>>>>
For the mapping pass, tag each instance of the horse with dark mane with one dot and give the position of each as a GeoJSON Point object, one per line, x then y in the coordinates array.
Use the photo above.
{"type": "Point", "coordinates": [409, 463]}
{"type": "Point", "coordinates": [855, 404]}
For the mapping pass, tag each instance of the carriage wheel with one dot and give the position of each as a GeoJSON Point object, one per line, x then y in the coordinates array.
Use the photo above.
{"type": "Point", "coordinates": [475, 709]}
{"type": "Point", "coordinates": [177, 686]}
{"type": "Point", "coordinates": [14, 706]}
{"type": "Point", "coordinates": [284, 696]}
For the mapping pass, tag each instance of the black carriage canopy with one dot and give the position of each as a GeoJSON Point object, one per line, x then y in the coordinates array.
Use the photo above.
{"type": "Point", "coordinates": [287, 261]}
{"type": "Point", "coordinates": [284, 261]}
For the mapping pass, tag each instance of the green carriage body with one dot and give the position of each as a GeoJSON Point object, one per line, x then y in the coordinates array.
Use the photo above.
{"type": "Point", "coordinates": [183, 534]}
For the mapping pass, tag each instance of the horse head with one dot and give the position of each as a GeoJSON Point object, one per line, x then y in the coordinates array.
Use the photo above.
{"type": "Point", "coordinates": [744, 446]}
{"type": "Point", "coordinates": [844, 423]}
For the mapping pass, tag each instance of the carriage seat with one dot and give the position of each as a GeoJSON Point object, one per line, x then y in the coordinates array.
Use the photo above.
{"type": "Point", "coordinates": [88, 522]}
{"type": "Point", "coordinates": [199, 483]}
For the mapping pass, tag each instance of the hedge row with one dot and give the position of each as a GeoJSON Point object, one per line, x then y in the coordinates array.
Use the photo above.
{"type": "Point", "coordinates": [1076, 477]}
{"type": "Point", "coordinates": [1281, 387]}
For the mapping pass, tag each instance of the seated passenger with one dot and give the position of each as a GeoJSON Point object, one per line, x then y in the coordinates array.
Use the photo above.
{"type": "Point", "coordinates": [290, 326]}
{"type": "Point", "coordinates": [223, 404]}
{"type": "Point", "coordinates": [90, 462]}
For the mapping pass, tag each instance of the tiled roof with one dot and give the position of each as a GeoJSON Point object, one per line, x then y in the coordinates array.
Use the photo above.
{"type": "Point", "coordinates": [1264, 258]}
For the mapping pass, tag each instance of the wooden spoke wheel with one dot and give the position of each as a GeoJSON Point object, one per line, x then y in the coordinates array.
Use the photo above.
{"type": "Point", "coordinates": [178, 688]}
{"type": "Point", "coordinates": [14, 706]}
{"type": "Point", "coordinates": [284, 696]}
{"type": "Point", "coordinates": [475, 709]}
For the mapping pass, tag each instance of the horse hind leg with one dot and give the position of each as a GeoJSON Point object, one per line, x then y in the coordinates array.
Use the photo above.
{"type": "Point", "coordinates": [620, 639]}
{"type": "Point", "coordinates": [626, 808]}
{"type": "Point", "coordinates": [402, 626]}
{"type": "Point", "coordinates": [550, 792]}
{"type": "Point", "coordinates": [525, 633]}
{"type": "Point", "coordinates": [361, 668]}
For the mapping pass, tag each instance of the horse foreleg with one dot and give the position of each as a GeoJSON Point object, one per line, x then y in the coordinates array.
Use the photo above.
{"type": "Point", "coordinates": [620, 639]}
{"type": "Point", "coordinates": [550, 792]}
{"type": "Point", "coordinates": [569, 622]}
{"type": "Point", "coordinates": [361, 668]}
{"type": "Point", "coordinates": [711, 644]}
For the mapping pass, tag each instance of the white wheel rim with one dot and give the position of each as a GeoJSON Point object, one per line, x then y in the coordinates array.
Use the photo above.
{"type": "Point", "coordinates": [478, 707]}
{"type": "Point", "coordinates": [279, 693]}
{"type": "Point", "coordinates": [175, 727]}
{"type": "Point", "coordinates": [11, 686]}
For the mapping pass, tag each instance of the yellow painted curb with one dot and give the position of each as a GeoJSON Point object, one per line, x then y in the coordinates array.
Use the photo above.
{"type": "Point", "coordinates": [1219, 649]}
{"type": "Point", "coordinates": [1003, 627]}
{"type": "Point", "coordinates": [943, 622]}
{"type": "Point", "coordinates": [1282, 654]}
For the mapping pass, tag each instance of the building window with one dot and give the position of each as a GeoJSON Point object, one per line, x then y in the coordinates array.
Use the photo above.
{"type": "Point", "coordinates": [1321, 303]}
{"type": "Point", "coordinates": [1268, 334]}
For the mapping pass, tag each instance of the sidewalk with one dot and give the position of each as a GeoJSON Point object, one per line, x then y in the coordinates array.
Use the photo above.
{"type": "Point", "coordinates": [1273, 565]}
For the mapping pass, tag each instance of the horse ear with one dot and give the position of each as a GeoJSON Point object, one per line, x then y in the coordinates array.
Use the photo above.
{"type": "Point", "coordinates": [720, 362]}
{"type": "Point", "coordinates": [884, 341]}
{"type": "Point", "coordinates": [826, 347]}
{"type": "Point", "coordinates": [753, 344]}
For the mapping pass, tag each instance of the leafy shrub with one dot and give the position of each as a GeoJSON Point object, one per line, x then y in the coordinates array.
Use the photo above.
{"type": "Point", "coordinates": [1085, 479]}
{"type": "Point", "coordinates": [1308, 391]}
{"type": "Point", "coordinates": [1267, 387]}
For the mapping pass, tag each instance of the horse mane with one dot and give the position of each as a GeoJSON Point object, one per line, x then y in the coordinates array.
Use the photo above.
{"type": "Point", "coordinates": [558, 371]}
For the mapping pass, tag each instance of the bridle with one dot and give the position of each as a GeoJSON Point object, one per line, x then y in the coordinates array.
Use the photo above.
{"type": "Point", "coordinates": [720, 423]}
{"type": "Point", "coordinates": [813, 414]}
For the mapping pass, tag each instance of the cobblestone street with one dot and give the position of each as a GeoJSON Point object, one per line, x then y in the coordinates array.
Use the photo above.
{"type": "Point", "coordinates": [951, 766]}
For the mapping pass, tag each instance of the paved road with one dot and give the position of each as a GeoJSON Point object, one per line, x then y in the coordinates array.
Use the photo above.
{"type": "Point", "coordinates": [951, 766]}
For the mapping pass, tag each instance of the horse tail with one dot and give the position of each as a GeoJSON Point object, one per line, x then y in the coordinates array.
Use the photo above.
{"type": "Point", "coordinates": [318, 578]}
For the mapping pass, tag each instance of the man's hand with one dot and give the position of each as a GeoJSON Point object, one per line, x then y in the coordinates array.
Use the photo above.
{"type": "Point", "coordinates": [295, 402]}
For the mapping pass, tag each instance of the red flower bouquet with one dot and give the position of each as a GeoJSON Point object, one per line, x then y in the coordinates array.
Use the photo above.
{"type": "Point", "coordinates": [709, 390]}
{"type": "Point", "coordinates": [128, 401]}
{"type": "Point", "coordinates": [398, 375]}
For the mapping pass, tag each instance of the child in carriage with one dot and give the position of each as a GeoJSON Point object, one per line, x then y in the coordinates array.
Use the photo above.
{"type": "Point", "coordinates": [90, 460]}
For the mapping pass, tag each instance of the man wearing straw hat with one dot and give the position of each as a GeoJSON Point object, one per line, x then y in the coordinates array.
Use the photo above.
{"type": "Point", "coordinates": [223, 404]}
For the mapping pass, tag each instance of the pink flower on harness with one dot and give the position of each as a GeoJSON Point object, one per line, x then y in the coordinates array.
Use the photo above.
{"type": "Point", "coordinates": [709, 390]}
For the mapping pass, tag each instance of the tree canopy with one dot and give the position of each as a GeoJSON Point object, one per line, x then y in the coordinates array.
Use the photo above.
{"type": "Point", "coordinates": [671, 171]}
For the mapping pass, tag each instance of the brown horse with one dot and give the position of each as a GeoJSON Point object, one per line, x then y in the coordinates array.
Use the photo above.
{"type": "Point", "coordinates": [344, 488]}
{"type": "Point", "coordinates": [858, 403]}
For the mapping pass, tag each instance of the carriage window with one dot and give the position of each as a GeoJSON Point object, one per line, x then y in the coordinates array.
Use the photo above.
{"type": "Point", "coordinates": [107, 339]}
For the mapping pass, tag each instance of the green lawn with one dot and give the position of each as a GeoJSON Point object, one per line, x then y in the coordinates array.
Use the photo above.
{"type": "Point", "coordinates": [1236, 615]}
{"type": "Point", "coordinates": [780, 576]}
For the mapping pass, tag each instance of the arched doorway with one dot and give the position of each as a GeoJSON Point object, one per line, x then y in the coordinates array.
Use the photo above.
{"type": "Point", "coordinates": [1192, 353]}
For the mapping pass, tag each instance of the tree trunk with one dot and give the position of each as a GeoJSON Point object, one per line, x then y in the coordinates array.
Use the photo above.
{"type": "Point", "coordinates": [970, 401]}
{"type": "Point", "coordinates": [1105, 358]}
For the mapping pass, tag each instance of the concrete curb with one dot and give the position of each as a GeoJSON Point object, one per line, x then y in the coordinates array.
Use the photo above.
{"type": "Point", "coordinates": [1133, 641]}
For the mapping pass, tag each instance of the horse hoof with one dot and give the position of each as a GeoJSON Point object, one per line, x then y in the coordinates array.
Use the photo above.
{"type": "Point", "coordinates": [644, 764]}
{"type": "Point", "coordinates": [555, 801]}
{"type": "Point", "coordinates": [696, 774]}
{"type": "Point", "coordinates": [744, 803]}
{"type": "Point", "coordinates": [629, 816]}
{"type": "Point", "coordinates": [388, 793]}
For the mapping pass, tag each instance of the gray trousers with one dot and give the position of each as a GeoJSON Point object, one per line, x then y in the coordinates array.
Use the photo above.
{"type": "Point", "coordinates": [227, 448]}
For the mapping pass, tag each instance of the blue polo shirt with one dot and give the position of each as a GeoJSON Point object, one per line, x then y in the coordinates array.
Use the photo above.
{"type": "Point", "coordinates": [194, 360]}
<<<<
> [Problem requirements]: From the line containing "For the mapping pass, tag each instance of the horse hoof" down to the last line, reproduce the records exactly. Include both ends.

> [Output of the exercise]:
For the mapping pass, tag each instance of the horse hoof with one dot and give the position of each as a GeoJSON Point object, one per line, x then y in the coordinates array.
Use the photo above.
{"type": "Point", "coordinates": [644, 764]}
{"type": "Point", "coordinates": [555, 801]}
{"type": "Point", "coordinates": [696, 774]}
{"type": "Point", "coordinates": [744, 803]}
{"type": "Point", "coordinates": [629, 816]}
{"type": "Point", "coordinates": [388, 793]}
For the mapping pass, tag each instance of the gray trousers with one dot and give the position of each as a GeoJSON Point object, one per line, x then y in the coordinates array.
Use the photo above.
{"type": "Point", "coordinates": [227, 448]}
For the mapping pass, tag each instance of the blue polo shirt with one dot and give the position of each as a GeoJSON Point object, one per line, x then y in the coordinates array.
Use the photo above.
{"type": "Point", "coordinates": [194, 360]}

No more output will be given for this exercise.